- CONSIGNE:
Répondez à ces questions sur le texte consacré à la résistance aux antibiotiques :
(a) Selon l'enquête nationale de 2001, quelle part des souches de staphylocoque doré résistait à la méticilline ?
(b) De combien le nombre de prescriptions d'antibiotiques a-t-il baissé entre septembre 2002 et février 2003 ?
(c) D'après Didier Guillemot, dans quel pays n'y a-t-il plus de pneumocoques résistants ?

- EXTRAIT DU TEXTE:
-*-*-

A l’hôpital, le staphylocoque doré, germe multirésistant, est sous très haute surveillance. Il y a cinq ans, la proportion médiane de Staphylococcus aureus résistants à la méticilline (SARM) était de 30 % alors qu’il était de 23 % en 1990. Une enquête de prévalence nationale des infections nosocomiales en 2001 montre que près de 64 % des souches résistent à la méticilline contre 57 % en 1996.
Si la vancomycine reste l’antibiotique le plus efficace sur les infections à SARM, il existe en France depuis quelques années des souches de SARM de sensibilité diminuée à ce glycopeptide et des souches résistantes aux Etats-Unis où deux cas cliniques ont été isolés en 2002.
Réduire la consommation de 25 % en France.
Des solutions pour diminuer l’antibiorésistance sont envisagées : une surveillance de résistance microbienne, de la consommation d’antibiotiques et des retentissements des actions menées par les pays sur le bon usage des antibiotiques. Depuis la mise en place en 2002 du programme de sensibilisation du grand public et des professionnels de santé en France, le slogan « Les antibiotiques, c’est pas automatique » a été compris.
Les patients, avides d’informations, sont plus disposés à dialoguer avec leur médecin qui dispose désormais du test de diagnostic rapide de l’angine. Ainsi, 24 % des Français pensent qu’un antibiotique est efficace dans tous les cas d’angine en 2003 contre 42 % un an auparavant. « On peut raisonnablement espérer une réduction des proportions des souches résistantes par rapport aux souches sensibles à condition de s’en donner les moyens et de les maintenir », affirme Didier Guillemot. Il suffirait que la consommation antibiotique soit réduite de 25 % pour que la France atteigne un niveau de consommation raisonné et un risque moindre de développement des résistances.
Pour le moment, le nombre de prescriptions d’antibiotiques a diminué de 10,2 % (entre le mois de septembre 2002 et le mois de février 2003), sachant qu’il n’y a pas eu d’épidémie de grippe l’année dernière. L’abaissement des niveaux de résistances suit rapidement, en trois à quatre mois, une diminution de la consommation d’antibiotiques d’après Didier Guillemot, qui participe, avec l’INSERM, à l’analyse sur trois ans de la consommation en France.
Mais l’évaluation précise de la baisse de la résistance ne peut se juger qu’à long terme parce que ce phénomène est corrélé aux expositions fluctuantes aux antibiotiques (en fonction de l’importance des infections) et à un système d’information et de mesure de la résistance réactif. « En France, réduire à néant un niveau de résistance est un objectif irréaliste, poursuit Didier Guillemot. En Islande, il n’y a plus de pneumocoques résistants. Mais il s’agit d’un petit pays, dans lequel la population réside essentiellement dans la capitale, et où le niveau de résistance au pneumocoque était beaucoup plus faible qu’en France. »
Un autre problème est la baisse importante de la commercialisation de nouvelles molécules. L’industrie pharmaceutique se désengage notamment parce que les coûts de la recherche sont trop élevés par rapport au retour sur investissement, d’autant plus lorsque les instances officielles font campagne pour réduire la consommation d’antibiotiques. « Pour baisser durablement la consommation d’antibiotiques tout en intéressant l’industrie pharmaceutique, ne faudrait-il pas revoir le prix de ces médicaments ?, interroge Antoine Andremont. Ne devraient-ils pas être chers puisqu’il faut peu les prescrire ? »

-*-*-

Données enregistrées:

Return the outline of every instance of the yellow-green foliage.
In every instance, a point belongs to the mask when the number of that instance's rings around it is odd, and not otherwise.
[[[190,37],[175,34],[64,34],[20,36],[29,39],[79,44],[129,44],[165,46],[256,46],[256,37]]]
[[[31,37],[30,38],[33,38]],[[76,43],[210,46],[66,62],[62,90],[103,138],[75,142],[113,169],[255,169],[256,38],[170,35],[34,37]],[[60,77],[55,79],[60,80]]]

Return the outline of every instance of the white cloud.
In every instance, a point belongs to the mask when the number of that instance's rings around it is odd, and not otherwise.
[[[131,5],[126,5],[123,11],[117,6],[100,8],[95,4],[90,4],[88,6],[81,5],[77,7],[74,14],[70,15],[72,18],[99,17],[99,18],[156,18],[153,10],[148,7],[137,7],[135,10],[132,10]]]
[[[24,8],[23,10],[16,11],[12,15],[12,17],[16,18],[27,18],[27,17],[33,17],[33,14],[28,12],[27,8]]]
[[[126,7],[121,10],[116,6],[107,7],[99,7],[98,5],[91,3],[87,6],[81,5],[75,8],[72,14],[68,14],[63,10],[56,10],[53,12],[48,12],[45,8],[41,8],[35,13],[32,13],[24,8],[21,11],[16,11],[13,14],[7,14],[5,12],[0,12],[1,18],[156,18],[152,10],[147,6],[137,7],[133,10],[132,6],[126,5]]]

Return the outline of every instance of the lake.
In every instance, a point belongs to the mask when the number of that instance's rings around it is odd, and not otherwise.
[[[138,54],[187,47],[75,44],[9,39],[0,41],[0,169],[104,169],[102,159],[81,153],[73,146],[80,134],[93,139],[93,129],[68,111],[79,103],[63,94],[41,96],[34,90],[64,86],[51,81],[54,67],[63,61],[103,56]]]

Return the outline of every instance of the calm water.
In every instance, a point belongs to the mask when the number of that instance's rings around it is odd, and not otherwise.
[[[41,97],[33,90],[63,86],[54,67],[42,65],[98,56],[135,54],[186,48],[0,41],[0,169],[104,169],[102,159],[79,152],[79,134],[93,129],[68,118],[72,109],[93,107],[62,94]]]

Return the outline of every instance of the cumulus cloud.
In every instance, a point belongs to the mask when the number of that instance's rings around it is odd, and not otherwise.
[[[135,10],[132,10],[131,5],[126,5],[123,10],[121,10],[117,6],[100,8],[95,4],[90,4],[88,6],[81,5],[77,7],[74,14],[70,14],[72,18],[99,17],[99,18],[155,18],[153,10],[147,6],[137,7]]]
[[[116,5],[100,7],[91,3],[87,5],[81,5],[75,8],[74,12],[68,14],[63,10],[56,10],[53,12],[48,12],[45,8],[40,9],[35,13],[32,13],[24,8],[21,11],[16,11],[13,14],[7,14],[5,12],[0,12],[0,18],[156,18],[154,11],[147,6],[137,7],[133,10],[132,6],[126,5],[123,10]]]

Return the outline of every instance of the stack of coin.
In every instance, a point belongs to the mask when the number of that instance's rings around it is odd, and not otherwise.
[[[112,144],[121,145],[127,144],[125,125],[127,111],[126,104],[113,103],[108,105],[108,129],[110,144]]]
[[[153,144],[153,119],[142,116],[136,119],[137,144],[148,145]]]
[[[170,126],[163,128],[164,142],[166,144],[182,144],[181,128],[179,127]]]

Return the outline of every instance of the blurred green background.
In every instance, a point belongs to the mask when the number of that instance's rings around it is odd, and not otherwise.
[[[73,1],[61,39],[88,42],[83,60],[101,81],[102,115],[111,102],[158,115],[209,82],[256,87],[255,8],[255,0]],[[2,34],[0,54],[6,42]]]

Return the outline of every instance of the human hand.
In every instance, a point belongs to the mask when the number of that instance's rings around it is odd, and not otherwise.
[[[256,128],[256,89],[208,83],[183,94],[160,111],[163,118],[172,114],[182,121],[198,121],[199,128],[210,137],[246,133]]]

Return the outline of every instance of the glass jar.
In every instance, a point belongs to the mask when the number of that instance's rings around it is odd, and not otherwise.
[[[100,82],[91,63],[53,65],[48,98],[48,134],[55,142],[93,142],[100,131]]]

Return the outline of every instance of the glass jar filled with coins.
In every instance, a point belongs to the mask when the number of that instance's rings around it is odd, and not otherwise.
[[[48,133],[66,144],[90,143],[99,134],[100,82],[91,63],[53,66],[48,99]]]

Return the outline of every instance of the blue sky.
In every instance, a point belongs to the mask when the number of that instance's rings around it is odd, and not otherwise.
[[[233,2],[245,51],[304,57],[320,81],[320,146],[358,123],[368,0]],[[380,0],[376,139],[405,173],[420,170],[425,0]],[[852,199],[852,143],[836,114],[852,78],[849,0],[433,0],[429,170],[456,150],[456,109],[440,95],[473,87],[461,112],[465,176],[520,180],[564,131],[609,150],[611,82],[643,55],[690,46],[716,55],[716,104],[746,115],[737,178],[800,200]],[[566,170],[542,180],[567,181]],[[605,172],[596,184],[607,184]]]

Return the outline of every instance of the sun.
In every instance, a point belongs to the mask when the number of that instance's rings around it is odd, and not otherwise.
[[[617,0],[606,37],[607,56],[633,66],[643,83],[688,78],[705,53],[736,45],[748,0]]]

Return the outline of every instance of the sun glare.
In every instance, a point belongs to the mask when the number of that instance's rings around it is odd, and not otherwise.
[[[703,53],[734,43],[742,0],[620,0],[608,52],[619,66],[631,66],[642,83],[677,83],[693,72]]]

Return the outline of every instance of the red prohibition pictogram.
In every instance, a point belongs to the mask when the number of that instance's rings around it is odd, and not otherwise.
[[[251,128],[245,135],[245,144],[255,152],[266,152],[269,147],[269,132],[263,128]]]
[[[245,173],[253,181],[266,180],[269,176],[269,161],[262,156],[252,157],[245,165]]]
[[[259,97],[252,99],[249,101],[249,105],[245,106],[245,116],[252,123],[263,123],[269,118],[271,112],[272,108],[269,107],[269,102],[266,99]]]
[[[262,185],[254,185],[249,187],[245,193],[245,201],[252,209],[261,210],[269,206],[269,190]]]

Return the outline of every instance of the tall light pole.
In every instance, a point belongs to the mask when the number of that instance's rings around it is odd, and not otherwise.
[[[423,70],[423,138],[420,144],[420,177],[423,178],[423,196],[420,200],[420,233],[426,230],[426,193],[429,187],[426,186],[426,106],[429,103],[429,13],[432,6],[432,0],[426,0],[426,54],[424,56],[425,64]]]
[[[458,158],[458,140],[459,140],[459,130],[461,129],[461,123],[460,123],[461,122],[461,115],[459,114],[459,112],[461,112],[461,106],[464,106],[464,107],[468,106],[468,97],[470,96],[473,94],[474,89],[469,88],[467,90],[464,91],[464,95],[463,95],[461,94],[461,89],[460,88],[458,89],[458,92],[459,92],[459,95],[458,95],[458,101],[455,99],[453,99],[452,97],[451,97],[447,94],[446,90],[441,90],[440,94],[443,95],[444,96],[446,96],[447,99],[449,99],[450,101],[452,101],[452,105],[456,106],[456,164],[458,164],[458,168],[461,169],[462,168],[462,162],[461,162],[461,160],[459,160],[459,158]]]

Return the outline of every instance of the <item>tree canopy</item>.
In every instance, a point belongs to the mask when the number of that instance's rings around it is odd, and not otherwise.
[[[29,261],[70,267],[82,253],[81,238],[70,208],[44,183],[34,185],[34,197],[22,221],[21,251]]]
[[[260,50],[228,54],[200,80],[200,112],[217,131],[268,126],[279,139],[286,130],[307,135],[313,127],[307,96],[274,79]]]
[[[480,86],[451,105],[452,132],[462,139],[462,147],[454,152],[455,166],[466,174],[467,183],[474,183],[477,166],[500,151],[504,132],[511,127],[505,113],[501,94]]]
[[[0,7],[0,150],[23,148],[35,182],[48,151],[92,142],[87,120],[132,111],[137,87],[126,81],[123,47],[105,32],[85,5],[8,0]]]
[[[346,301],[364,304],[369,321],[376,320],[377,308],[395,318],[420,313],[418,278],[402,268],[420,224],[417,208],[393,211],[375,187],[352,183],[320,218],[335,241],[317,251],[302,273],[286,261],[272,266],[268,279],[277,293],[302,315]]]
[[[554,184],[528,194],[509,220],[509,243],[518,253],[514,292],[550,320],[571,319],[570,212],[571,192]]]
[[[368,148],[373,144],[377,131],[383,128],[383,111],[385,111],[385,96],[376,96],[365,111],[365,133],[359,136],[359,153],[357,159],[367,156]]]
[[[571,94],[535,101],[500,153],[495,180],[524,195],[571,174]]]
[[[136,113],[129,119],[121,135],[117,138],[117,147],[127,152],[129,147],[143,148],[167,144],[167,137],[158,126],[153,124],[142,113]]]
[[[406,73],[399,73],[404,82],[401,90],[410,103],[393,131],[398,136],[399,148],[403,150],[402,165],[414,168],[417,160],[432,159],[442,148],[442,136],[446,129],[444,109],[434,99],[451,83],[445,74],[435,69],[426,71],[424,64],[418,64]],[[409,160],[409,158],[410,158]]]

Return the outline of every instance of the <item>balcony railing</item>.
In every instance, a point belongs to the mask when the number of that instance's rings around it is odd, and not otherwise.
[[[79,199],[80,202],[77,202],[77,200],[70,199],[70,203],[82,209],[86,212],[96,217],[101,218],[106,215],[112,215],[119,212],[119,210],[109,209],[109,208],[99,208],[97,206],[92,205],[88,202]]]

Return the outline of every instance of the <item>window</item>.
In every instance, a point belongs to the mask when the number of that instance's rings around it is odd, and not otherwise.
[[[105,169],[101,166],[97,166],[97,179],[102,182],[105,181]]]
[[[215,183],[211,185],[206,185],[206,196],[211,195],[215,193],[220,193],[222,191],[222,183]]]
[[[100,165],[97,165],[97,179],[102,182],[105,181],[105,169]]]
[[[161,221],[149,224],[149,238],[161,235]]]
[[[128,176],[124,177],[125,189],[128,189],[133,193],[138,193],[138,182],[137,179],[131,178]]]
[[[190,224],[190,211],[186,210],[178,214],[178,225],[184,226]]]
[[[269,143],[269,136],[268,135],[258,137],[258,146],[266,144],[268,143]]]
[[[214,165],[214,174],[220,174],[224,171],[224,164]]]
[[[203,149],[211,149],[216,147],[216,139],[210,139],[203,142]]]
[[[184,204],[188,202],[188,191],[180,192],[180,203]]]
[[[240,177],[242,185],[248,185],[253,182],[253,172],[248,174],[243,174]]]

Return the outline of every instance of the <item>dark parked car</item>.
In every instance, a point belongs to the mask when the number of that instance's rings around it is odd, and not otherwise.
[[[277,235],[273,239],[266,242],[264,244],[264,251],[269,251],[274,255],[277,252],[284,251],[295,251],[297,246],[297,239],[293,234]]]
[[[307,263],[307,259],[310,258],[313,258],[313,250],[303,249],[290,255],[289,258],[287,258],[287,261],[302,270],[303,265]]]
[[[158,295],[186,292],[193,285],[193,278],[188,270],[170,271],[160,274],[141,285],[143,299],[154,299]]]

-*-*-

- CORRIGÉ:
(a) Près de 64 % des souches.
(b) De 10,2 %.
(c) En Islande.